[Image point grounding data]
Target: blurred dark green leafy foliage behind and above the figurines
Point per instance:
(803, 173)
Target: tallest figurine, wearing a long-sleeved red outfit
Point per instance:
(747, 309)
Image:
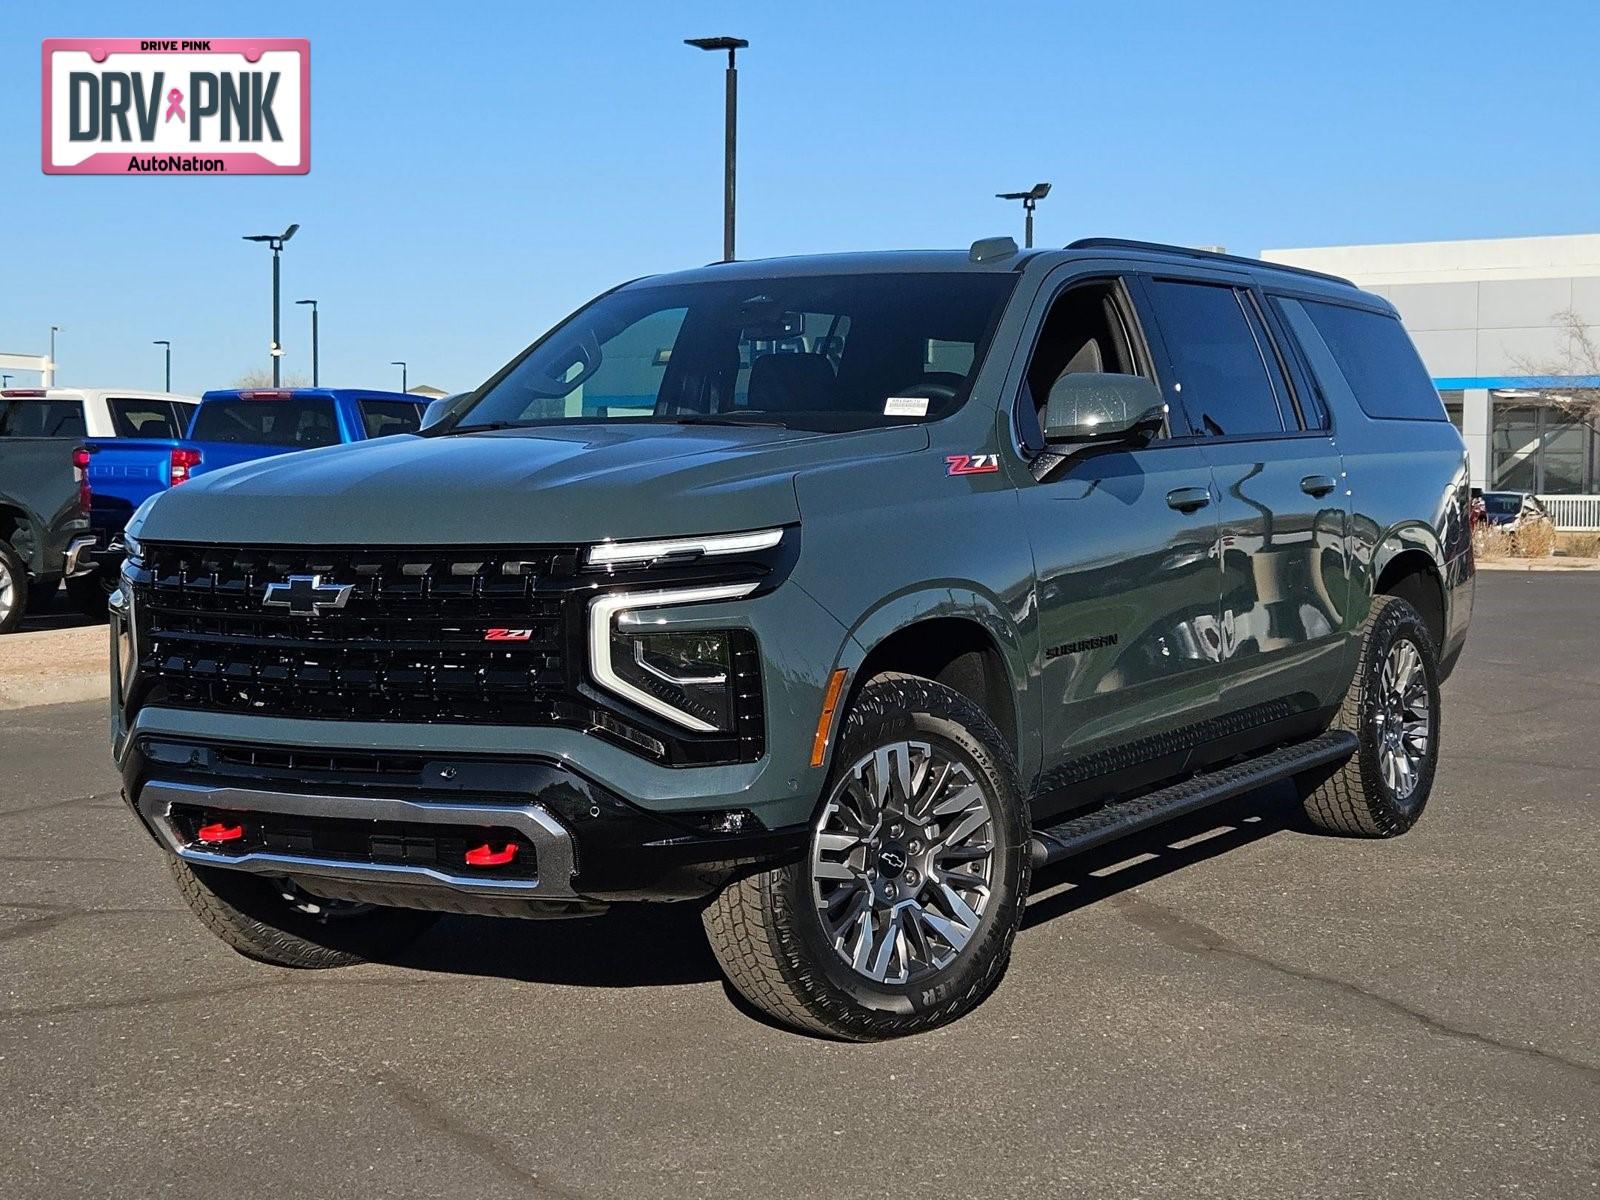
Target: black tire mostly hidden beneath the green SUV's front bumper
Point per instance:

▶ Exercise details: Scan the data for the string "Target" and copy each line in which it occurs.

▶ Answer to this task:
Target: blurred dark green leafy foliage behind and above the figurines
Target: tallest figurine, wearing a long-sleeved red outfit
Target: black tire mostly hidden beneath the green SUV's front bumper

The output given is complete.